■ Task objective:
Return every line of the listing below as a JSON list of strings, one string per line, with blank lines omitted.
BEGIN Data shown
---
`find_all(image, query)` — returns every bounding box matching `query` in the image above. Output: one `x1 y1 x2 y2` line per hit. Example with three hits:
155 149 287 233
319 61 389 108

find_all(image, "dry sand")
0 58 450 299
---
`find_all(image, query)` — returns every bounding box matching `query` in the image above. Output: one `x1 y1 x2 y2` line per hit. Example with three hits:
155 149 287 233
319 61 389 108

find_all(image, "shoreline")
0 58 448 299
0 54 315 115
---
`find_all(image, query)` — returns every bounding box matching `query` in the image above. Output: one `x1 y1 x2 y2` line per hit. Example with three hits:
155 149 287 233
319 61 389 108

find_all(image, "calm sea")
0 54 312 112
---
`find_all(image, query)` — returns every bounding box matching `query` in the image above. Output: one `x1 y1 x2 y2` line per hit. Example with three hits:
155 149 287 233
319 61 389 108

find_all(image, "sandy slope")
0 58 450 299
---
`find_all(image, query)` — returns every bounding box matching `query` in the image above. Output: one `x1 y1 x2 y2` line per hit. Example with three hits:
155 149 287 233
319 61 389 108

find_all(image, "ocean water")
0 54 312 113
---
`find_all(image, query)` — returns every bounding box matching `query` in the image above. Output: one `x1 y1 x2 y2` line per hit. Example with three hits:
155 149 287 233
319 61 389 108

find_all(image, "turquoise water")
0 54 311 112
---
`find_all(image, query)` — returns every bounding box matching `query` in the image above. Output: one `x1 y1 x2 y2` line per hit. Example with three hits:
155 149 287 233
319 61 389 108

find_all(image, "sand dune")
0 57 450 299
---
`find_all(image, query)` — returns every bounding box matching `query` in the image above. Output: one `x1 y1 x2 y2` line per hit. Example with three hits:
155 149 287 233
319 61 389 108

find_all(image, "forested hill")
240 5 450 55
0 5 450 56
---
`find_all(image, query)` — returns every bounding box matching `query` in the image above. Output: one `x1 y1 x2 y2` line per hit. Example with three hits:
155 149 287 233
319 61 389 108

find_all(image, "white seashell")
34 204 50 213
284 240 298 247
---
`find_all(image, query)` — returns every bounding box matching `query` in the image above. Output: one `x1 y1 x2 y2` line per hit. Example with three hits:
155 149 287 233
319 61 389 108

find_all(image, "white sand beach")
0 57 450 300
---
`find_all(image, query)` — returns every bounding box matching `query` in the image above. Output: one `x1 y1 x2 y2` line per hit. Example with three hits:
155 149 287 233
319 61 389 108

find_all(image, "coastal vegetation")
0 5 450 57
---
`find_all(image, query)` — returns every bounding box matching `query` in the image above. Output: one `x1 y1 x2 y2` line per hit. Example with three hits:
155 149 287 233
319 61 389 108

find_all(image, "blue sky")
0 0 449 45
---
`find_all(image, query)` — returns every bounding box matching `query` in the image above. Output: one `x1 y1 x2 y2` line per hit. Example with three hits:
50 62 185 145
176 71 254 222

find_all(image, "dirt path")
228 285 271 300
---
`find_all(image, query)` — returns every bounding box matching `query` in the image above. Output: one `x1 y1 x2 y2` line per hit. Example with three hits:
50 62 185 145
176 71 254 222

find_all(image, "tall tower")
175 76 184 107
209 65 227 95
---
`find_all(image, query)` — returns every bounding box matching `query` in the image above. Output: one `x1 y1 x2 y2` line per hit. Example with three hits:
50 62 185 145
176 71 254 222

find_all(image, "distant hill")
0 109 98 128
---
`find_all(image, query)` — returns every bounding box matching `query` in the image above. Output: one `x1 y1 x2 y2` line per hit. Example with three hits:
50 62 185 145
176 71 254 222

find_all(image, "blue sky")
END Data shown
■ Complete output:
[
  "---",
  "`find_all(image, query)` — returns every bounding box matching `query` in the image above. Output: one `x1 y1 x2 y2` line per hit. Example with three hits:",
  "155 149 287 233",
  "319 61 389 108",
  "find_all(image, \"dry sand\")",
  "0 58 450 299",
  "---",
  "`find_all(image, query)` — returns every bounding box matching `query` in the image above. Output: one `x1 y1 x2 y2` line per hit. Example with three hits:",
  "155 149 287 233",
  "319 61 389 108",
  "find_all(image, \"shoreline\")",
  "0 58 448 299",
  "0 54 315 115",
  "---",
  "`find_all(image, query)` — returns every bounding box matching `query` in the image above. Output: one `x1 y1 x2 y2` line per hit. Example with three hits:",
  "155 149 287 233",
  "319 61 389 108",
  "find_all(image, \"calm sea\")",
  "0 54 312 112",
  "---",
  "`find_all(image, query)` — returns every bounding box matching `query` in the image above. Output: one `x1 y1 x2 y2` line per hit. Example with three hits:",
  "155 149 287 233",
  "319 61 389 108",
  "find_all(image, \"sandy slope\")",
  "0 58 450 299",
  "---",
  "`find_all(image, query)` — returns every bounding box matching `query` in the image above. Output: one `x1 y1 x2 y2` line per hit. Example with three hits:",
  "155 149 287 233",
  "319 61 389 108",
  "find_all(image, \"ocean water\")",
  "0 54 312 113",
  "---",
  "`find_all(image, query)` — returns every bounding box matching `query` in the image above. Output: one `x1 y1 x2 y2` line per hit. Example with three hits:",
  "155 149 287 233",
  "319 61 389 108",
  "find_all(image, \"turquoise water\")",
  "0 54 311 112",
  "---",
  "`find_all(image, query)` — returns every bounding box matching `query` in the image above. Output: one `x1 y1 x2 y2` line per hit. Example with three hits:",
  "155 149 287 233",
  "319 61 389 108",
  "find_all(image, \"sand dune\")",
  "0 57 450 299",
  "---",
  "`find_all(image, query)` — returns every bounding box matching `query` in the image above. Output: one `x1 y1 x2 y2` line per hit. Example with three hits:",
  "155 149 287 233",
  "319 61 389 108",
  "find_all(image, \"forested hill\")",
  "240 5 450 55",
  "0 5 450 56",
  "---",
  "`find_all(image, query)` — returns every bounding box matching `query` in the image above. Output: one `x1 y1 x2 y2` line per hit. Example with three hits:",
  "155 149 287 233",
  "319 61 389 108",
  "find_all(image, \"white seashell\")",
  "34 204 50 213",
  "284 240 298 247",
  "---",
  "`find_all(image, query)` — returns every bounding box matching `query` in the image above. Output: one `x1 y1 x2 y2` line per hit. Example with three hits:",
  "155 149 287 233",
  "319 61 389 108",
  "find_all(image, \"white sand beach\")",
  "0 57 450 300",
  "---",
  "`find_all(image, query)` — returns every bounding box matching `query` in the image above. Output: one `x1 y1 x2 y2` line per hit. Example with three hits:",
  "155 149 287 233",
  "319 61 389 108",
  "find_all(image, \"coastal vegetation\")",
  "0 5 450 57",
  "---",
  "`find_all(image, query)` — returns every bounding box matching `query` in the image above. Output: one `x1 y1 x2 y2` line per hit. Example with three hits:",
  "155 149 287 233",
  "319 61 389 108",
  "find_all(image, \"blue sky\")",
  "0 0 449 45",
  "---",
  "`find_all(image, query)` — returns every bounding box matching `query` in the image above. Output: one `x1 y1 x2 y2` line per hit. Example with three hits:",
  "50 62 185 145",
  "176 71 254 222",
  "find_all(image, \"dirt path\")",
  "228 285 271 300",
  "---",
  "`find_all(image, query)` — returns every bounding box matching `query` in the image above. Output: one `x1 y1 x2 y2` line per hit. Example with three hits:",
  "50 62 185 145",
  "176 71 254 222",
  "find_all(image, \"tall tower\")",
  "175 76 184 107",
  "209 65 227 95",
  "---",
  "`find_all(image, query)` — returns every bounding box matching `query` in the image above. Output: one `x1 y1 x2 y2` line per hit. Example with three hits:",
  "50 62 185 145",
  "176 71 254 222",
  "find_all(image, \"distant hill\")",
  "0 109 98 128",
  "---",
  "`find_all(image, query)` — returns every bounding box matching `query` in the image above. Output: one `x1 y1 x2 y2` line per hit. Example with three hits:",
  "50 62 185 145",
  "176 71 254 222",
  "find_all(image, \"blue sky\")"
]